> Exercise:
Restate all of the data exactly.

> Stored data:
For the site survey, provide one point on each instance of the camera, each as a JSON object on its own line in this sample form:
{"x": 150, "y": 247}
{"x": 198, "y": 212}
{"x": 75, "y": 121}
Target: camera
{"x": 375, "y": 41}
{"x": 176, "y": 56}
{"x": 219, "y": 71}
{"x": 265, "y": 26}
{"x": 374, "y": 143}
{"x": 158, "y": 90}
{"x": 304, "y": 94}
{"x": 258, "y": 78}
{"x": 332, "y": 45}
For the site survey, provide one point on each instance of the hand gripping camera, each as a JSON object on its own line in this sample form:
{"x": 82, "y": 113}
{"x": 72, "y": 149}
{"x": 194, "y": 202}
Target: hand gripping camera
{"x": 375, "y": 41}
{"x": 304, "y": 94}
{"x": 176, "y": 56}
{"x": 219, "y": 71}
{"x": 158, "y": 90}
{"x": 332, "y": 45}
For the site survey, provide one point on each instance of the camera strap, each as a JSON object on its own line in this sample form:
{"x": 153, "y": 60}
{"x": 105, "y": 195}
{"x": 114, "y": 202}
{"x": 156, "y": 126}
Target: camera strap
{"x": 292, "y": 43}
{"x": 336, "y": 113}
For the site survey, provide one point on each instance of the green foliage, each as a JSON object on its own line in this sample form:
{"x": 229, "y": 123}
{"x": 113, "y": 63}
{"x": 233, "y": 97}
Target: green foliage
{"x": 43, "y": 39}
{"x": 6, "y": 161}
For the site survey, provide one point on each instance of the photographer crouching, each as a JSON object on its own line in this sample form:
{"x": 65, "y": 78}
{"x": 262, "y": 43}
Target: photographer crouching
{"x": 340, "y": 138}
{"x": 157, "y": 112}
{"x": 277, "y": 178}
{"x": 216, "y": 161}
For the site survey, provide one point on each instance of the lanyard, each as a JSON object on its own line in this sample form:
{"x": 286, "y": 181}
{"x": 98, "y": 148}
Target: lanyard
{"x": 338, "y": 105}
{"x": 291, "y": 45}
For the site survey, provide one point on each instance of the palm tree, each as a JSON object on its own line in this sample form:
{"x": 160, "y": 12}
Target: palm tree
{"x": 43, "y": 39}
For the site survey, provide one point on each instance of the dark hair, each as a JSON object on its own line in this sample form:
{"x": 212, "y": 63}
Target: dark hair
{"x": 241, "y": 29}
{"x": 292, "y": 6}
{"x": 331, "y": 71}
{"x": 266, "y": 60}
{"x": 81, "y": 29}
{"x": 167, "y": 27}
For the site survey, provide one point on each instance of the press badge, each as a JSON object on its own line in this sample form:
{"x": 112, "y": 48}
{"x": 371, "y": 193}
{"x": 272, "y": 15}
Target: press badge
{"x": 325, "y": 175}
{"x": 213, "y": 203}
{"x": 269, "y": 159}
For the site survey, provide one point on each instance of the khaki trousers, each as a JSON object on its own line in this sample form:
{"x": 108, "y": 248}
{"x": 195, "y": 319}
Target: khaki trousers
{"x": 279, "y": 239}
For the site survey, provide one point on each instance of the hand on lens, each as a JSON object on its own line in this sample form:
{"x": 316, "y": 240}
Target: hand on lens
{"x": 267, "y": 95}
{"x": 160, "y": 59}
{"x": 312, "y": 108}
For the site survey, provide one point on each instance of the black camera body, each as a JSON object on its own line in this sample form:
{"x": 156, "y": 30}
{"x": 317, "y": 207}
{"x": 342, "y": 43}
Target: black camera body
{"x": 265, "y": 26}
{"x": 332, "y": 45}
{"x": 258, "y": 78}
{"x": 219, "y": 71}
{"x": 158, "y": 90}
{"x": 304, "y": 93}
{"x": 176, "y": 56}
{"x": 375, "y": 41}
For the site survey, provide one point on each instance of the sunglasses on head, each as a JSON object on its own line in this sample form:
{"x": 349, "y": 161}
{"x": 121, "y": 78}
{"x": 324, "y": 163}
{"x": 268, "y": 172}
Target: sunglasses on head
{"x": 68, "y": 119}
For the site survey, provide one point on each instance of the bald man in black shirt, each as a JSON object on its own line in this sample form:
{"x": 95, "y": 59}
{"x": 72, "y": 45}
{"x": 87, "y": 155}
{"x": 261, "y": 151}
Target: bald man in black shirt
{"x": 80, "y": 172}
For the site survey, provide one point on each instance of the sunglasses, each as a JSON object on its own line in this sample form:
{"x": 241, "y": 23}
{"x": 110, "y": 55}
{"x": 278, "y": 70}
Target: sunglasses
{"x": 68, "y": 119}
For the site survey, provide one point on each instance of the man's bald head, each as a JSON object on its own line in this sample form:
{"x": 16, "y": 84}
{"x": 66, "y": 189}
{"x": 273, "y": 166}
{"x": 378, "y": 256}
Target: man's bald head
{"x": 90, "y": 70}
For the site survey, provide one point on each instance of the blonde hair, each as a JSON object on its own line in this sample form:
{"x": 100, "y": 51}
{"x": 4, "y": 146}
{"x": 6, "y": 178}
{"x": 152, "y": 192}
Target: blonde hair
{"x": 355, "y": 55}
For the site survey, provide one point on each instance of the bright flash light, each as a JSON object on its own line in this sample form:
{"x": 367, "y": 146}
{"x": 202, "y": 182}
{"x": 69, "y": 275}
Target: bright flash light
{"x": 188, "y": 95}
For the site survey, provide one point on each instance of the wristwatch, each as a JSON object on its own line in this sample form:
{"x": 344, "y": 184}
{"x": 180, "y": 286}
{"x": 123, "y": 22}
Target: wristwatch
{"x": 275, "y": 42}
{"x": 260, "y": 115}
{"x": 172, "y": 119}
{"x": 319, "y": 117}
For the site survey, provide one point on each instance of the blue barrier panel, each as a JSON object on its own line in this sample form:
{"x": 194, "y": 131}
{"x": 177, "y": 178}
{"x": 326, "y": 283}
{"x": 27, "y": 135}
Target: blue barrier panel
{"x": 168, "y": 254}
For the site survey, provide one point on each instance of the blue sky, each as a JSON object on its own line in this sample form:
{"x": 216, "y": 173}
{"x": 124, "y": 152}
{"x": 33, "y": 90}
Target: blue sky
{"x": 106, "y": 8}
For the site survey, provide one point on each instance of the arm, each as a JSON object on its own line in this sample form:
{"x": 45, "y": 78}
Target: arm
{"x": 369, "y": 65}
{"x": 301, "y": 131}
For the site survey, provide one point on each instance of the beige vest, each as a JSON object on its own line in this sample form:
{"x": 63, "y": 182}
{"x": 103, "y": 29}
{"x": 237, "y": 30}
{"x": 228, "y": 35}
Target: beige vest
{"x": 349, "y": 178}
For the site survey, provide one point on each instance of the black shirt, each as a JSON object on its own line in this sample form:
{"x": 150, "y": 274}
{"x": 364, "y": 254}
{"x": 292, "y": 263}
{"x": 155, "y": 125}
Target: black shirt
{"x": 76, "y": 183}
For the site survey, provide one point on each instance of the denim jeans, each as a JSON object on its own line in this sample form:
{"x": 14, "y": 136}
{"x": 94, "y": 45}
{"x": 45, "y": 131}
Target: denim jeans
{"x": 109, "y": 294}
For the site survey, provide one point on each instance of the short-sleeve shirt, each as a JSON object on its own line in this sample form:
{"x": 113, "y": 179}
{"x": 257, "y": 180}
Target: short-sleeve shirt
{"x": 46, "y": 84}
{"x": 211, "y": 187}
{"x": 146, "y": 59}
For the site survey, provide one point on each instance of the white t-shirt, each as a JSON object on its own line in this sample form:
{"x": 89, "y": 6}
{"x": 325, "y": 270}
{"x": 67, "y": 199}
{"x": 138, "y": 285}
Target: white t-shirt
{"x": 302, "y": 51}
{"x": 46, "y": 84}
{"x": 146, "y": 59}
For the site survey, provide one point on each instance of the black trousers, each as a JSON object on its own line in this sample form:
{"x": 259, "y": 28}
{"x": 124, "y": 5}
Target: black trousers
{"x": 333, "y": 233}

> Answer to this exercise:
For the site survey, provide one point on each instance of the camera, each as a JSON object on its own line in this sample form:
{"x": 150, "y": 247}
{"x": 198, "y": 212}
{"x": 75, "y": 121}
Target: camera
{"x": 375, "y": 41}
{"x": 176, "y": 56}
{"x": 219, "y": 71}
{"x": 265, "y": 26}
{"x": 374, "y": 143}
{"x": 158, "y": 90}
{"x": 304, "y": 94}
{"x": 258, "y": 78}
{"x": 332, "y": 45}
For the site survey, provide one point on each instance of the hand gripping camera, each as a JSON object on its own line in this sample form:
{"x": 82, "y": 113}
{"x": 72, "y": 149}
{"x": 194, "y": 202}
Target: hand gripping camera
{"x": 375, "y": 41}
{"x": 304, "y": 94}
{"x": 176, "y": 56}
{"x": 219, "y": 71}
{"x": 158, "y": 90}
{"x": 332, "y": 45}
For the site survey, provide one point on each instance of the camera strap, each as a JSON object on its own line in this sample form:
{"x": 153, "y": 60}
{"x": 105, "y": 195}
{"x": 114, "y": 202}
{"x": 156, "y": 126}
Target: camera strap
{"x": 292, "y": 43}
{"x": 336, "y": 113}
For the site survey, provide one point on each instance of the green foliage, each as a JSON object on its own line in this sample form:
{"x": 229, "y": 123}
{"x": 113, "y": 63}
{"x": 233, "y": 97}
Target: green foliage
{"x": 43, "y": 39}
{"x": 6, "y": 161}
For the site survey, provide one point on each instance of the photographer crouching, each as a JSON object on its own line in this sample form:
{"x": 65, "y": 78}
{"x": 262, "y": 43}
Target: photographer crouching
{"x": 340, "y": 138}
{"x": 157, "y": 112}
{"x": 277, "y": 178}
{"x": 216, "y": 161}
For the site survey, provide one point on each instance of the lanyard, each as a JSON object on its own line in this sample form:
{"x": 286, "y": 181}
{"x": 98, "y": 148}
Target: lanyard
{"x": 338, "y": 105}
{"x": 291, "y": 45}
For the site survey, provide one point on each instance of the palm tree, each as a JSON object on its own line in this sample form:
{"x": 160, "y": 12}
Target: palm tree
{"x": 43, "y": 39}
For the site survey, provide one point on each instance of the dark hair, each as a JSON object on its own line in this sample form:
{"x": 212, "y": 63}
Target: dark hair
{"x": 241, "y": 29}
{"x": 292, "y": 6}
{"x": 331, "y": 71}
{"x": 266, "y": 60}
{"x": 81, "y": 29}
{"x": 167, "y": 27}
For the site survey, provide one point on each instance of the press badge, each as a JSON object on its own line in this sample form:
{"x": 112, "y": 48}
{"x": 371, "y": 193}
{"x": 272, "y": 15}
Target: press badge
{"x": 325, "y": 175}
{"x": 213, "y": 203}
{"x": 269, "y": 159}
For the site survey, provide one point on each instance of the khaki trousers, each as a JSON object on its own line in this sample form:
{"x": 108, "y": 248}
{"x": 195, "y": 319}
Target: khaki trousers
{"x": 279, "y": 239}
For the site survey, provide one point on each instance of the hand on lens, each as a JSON object on its own line in this sample form:
{"x": 316, "y": 240}
Target: hand on lens
{"x": 267, "y": 95}
{"x": 160, "y": 59}
{"x": 312, "y": 108}
For the site survey, provide one point on each instance of the black camera body, each as a JSON object on its own line in this sample form:
{"x": 156, "y": 30}
{"x": 317, "y": 207}
{"x": 342, "y": 43}
Target: black camera body
{"x": 265, "y": 26}
{"x": 332, "y": 45}
{"x": 258, "y": 78}
{"x": 219, "y": 71}
{"x": 158, "y": 90}
{"x": 304, "y": 93}
{"x": 176, "y": 56}
{"x": 375, "y": 41}
For the site survey, provide one point on each instance of the sunglasses on head, each as a JSON object on its own line in this sample form:
{"x": 349, "y": 161}
{"x": 121, "y": 78}
{"x": 324, "y": 163}
{"x": 268, "y": 172}
Target: sunglasses on head
{"x": 68, "y": 119}
For the site survey, provide one point on each instance of the bald man in black shirt, each as a JSON object on its own line in this sample form:
{"x": 95, "y": 59}
{"x": 72, "y": 45}
{"x": 87, "y": 155}
{"x": 261, "y": 151}
Target: bald man in black shirt
{"x": 80, "y": 172}
For the site survey, provide one point on each instance of the sunglasses, each as a JSON object on its own line in this sample form:
{"x": 241, "y": 23}
{"x": 110, "y": 55}
{"x": 278, "y": 70}
Target: sunglasses
{"x": 68, "y": 119}
For the site survey, provide one point on each instance of the man's bald head, each as a JSON object on its own line in this sample form:
{"x": 16, "y": 84}
{"x": 66, "y": 189}
{"x": 273, "y": 166}
{"x": 378, "y": 256}
Target: man's bald head
{"x": 90, "y": 70}
For the site survey, provide one point on each instance of the blonde hair, each as a JSON object on its own line in this sample form:
{"x": 100, "y": 51}
{"x": 4, "y": 146}
{"x": 6, "y": 178}
{"x": 152, "y": 192}
Target: blonde hair
{"x": 355, "y": 55}
For the site survey, provide one point on each instance of the bright flash light, each as a JSON object on its own line in this sample form:
{"x": 367, "y": 146}
{"x": 202, "y": 182}
{"x": 69, "y": 275}
Target: bright flash light
{"x": 188, "y": 95}
For the site survey, provide one point on each instance of the wristwatch, each as a JSON object on its own line in this sample form:
{"x": 344, "y": 184}
{"x": 180, "y": 286}
{"x": 123, "y": 22}
Target: wristwatch
{"x": 275, "y": 42}
{"x": 260, "y": 115}
{"x": 172, "y": 119}
{"x": 319, "y": 117}
For the site survey, provide one point on each instance of the blue barrier panel, each as a JSON object on its own line in this sample form:
{"x": 194, "y": 131}
{"x": 177, "y": 178}
{"x": 326, "y": 283}
{"x": 27, "y": 135}
Target: blue barrier panel
{"x": 168, "y": 254}
For the site survey, provide one point on each instance of the blue sky, each as a JSON object on its own line in this sample form:
{"x": 216, "y": 173}
{"x": 124, "y": 152}
{"x": 33, "y": 90}
Target: blue sky
{"x": 106, "y": 8}
For the site survey, provide one point on each instance of the arm, each as a JSON object on its own line in this sample form:
{"x": 45, "y": 78}
Target: arm
{"x": 369, "y": 65}
{"x": 301, "y": 131}
For the site survey, provide one point on each instance of the beige vest, each as a JSON object on its own line in this sample form:
{"x": 63, "y": 182}
{"x": 103, "y": 29}
{"x": 237, "y": 30}
{"x": 228, "y": 35}
Target: beige vest
{"x": 349, "y": 178}
For the site survey, provide one point on each instance of the black shirt, each as a JSON object on its own line in this sample form:
{"x": 150, "y": 274}
{"x": 364, "y": 254}
{"x": 292, "y": 263}
{"x": 155, "y": 125}
Target: black shirt
{"x": 76, "y": 183}
For the site survey, provide one point on each instance of the denim jeans, each as a JSON object on its own line in this sample form:
{"x": 14, "y": 136}
{"x": 94, "y": 45}
{"x": 45, "y": 131}
Target: denim jeans
{"x": 109, "y": 294}
For the site survey, provide one point on each instance of the short-sleeve shirt, each as a JSON object on its own line in this sample form:
{"x": 113, "y": 179}
{"x": 257, "y": 180}
Target: short-sleeve shirt
{"x": 46, "y": 84}
{"x": 211, "y": 187}
{"x": 146, "y": 59}
For the site survey, provide one point on each instance of the white t-shirt, each as a JSON object on its own line in this sample form:
{"x": 89, "y": 6}
{"x": 325, "y": 270}
{"x": 67, "y": 199}
{"x": 138, "y": 285}
Target: white t-shirt
{"x": 302, "y": 51}
{"x": 46, "y": 84}
{"x": 146, "y": 59}
For the site survey, provide one point on each instance of the black trousers, each as a JSON object on its own line in this sample form:
{"x": 259, "y": 28}
{"x": 124, "y": 5}
Target: black trousers
{"x": 333, "y": 233}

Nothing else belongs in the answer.